**Pedido**. Redimensione o trecho que vai da linha que contém "target | overpass bridge" até o fim das entradas, com as duas pontas incluídas, e reproduza só essas linhas, pedidos incluídos. Multiplique por 2,6 as coordenadas dos pontos nas respostas e arredonde-as para inteiros, com as metades arredondadas para cima.
######
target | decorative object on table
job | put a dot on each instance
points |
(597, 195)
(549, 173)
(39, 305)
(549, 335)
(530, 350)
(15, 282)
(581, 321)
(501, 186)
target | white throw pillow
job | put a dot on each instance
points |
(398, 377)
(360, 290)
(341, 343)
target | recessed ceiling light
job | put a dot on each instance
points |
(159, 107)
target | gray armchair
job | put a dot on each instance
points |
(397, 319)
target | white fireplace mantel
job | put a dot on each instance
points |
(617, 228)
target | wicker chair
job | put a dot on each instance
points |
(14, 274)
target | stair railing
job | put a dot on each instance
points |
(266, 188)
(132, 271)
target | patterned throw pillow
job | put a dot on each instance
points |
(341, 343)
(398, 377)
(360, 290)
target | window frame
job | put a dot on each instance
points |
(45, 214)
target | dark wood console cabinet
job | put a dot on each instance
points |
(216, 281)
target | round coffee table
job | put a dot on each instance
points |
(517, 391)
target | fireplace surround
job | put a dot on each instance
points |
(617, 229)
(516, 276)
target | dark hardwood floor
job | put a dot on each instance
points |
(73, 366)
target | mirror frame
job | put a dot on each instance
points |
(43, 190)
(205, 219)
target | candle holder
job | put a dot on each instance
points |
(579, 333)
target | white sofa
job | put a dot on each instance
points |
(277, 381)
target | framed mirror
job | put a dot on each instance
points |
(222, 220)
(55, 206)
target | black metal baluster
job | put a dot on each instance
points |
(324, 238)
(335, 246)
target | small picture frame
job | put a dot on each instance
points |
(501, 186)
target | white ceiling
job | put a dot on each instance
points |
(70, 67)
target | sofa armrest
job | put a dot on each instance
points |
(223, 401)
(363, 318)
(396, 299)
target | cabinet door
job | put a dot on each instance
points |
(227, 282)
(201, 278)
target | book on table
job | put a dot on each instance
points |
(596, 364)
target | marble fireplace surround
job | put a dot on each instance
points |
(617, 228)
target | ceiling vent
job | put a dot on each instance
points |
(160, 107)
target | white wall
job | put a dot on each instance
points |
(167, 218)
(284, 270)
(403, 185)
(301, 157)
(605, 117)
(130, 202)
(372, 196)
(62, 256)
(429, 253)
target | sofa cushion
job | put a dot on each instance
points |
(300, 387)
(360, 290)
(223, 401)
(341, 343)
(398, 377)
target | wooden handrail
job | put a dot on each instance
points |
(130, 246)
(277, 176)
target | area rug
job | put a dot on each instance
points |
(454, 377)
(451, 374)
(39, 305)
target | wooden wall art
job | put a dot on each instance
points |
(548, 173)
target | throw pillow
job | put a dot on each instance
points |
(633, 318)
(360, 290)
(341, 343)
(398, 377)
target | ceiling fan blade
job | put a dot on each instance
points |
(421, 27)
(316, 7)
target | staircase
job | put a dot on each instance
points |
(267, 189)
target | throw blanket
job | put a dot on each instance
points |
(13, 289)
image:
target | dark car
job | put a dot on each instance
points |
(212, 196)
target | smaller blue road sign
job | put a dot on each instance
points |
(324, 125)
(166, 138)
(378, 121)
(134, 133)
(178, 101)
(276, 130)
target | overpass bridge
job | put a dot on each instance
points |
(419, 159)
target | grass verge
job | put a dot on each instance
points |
######
**Solução completa**.
target | overpass bridge
job | put a dot on each instance
points |
(1089, 413)
target | grass verge
job | put a dot on each instance
points |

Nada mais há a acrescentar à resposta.